### Selected extract
Pulchowk Campus (Nepali: पुल्चोक क्याम्पस), commonly known as Pulchowk Engineering Campus (), is one of the five constituent campuses of the Tribhuvan University, Institute of Engineering in Nepal, and is one of the best engineering colleges in Asia. Other four constituent campuses are Thapathali Campus, Paschimanchal Campus, Purwanchal Campus, and Chitwan Engineering Campus. This is the central campus of Institute of Engineering (IOE), situated in Lalitpur metropolitan city. The campus offers bachelor's degree, master's degree and doctoral degree programs.

Every year, IOE conducts an entrance examination for the Bachelor of Technology (B.Tech.)/Bachelor in Architecture (B.Arch.) degrees. Students from all over Nepal who wish to study engineering/architecture appear for this exam and only the students on merit basis get the chance to study at the Pulchowk Campus. The campus only takes 624 students from about 15,000 candidates, which roughly estimates the acceptance rate to be 3.8%.

Location 
Pulchowk Campus is located in Kathmandu Valley extending from Chakupat area to the Krishna Galli road of Lalitpur. Institute of Engineering (IOE), Pulchowk Campus occupies about 480 ropanis or 60 acres of land.

History 
History of engineering education in Nepal can be traced since 1942 when Technical Training School was established. Engineering section of the school offered only trades and civil sub-overseers programs. In 1959, Nepal Engineering Institute, with the assistance of the government of India, started offering civil overseer courses leading to Diploma in Civil Engineering. The Technical Training Institute established in 1965, with the assistance from the Government of Federal Republic of Germany, offered technician courses in General courses in General Mechanics, Auto Mechanics, Electrical Engineering and Mechanical Drafting.

In 1972, the Nepal Engineering Institute at Pulchowk and the Technical Training Institute at Thapathali were brought together under the umbrella of the Tribhuvan University to constitute the Institute of Engineering and the Nepal Engineering Institute and the Technical Training Institute were renamed as Pulchowk Campus and Thapathali Campus respectively.

Since then, the Institute of Engineering has expanded considerably. The technician programs in Electrical, Electronics, Refrigeration/Air-conditioning Engineering were started in the Pulchowk Campus, with assistance from UNDP/ILO. The Architecture Technician program was started by the IOE in its own effort. With the assistance of the World Bank and the UK, the technician level courses were strengthened and bachelor's degree level course in Civil Engineering was started. Similarly, with the assistance of the World Bank, the Swiss Government, and the Canadian Government, Bachelor's degree level courses in Electronics, Electrical, Mechanical engineering, and Architecture were started in the Pulchowk Campus. From academic year 1998/99 IOE started bachelor's degree program in Computer Engineering. In 1996 Pulchowk Campus, with support from the Norwegian Government, started M.Sc. courses in Urban Planning, Structural Engineering, Environmental Engineering, and Water Resources Engineering Pulchowk Campus has also started M.Sc. courses in Renewable energy and Geothermal Engineering, Information and communication and Power systems Engineering effective from December 2001.

### Stored data
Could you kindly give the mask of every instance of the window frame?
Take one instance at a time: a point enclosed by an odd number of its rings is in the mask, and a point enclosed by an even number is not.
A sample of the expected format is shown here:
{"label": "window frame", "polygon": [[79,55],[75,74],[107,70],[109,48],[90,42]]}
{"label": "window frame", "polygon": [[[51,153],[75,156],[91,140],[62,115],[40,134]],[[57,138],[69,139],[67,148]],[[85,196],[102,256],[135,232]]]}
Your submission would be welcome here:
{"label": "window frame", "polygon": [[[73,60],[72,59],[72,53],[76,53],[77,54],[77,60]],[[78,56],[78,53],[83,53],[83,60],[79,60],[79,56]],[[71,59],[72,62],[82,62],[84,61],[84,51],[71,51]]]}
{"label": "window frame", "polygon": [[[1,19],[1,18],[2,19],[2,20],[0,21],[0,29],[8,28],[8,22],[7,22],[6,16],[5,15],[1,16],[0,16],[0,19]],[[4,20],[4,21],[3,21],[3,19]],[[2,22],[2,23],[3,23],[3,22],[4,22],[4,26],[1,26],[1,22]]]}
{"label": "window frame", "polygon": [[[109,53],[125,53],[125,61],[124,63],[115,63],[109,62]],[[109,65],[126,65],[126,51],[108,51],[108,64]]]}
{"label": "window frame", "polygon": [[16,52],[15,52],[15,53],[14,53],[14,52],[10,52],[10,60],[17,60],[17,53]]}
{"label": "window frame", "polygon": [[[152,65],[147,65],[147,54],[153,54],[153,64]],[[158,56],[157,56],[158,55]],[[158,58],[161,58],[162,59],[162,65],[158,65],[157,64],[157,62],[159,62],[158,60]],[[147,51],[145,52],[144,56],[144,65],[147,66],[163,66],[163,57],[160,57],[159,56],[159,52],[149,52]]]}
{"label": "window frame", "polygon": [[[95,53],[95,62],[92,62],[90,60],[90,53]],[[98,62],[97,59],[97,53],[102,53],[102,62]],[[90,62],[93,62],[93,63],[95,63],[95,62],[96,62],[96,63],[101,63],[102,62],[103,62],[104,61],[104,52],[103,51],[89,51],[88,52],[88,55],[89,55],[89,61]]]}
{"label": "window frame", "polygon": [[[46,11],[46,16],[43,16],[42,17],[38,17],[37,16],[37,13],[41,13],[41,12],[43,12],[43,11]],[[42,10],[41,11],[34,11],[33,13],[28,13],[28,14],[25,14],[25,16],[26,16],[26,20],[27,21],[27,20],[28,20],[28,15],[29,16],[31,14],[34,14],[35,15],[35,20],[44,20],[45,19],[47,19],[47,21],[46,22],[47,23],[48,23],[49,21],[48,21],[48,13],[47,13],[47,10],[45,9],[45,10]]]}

### Assigned task A
Name each constituent campus of the Institute of Engineering, other than Pulchowk itself, that the Pulchowk Campus text mentions.
### Assigned task B
Repeat word for word the part of the Pulchowk Campus text that opens with the words containing "Every year, IOE" and closes with "acres of land.".
The lines have no part in this work.

### Written response A
Thapathali Campus, Paschimanchal Campus, Purwanchal Campus, and Chitwan Engineering Campus

### Written response B
Every year, IOE conducts an entrance examination for the Bachelor of Technology (B.Tech.)/Bachelor in Architecture (B.Arch.) degrees. Students from all over Nepal who wish to study engineering/architecture appear for this exam and only the students on merit basis get the chance to study at the Pulchowk Campus. The campus only takes 624 students from about 15,000 candidates, which roughly estimates the acceptance rate to be 3.8%.

Location 
Pulchowk Campus is located in Kathmandu Valley extending from Chakupat area to the Krishna Galli road of Lalitpur. Institute of Engineering (IOE), Pulchowk Campus occupies about 480 ropanis or 60 acres of land.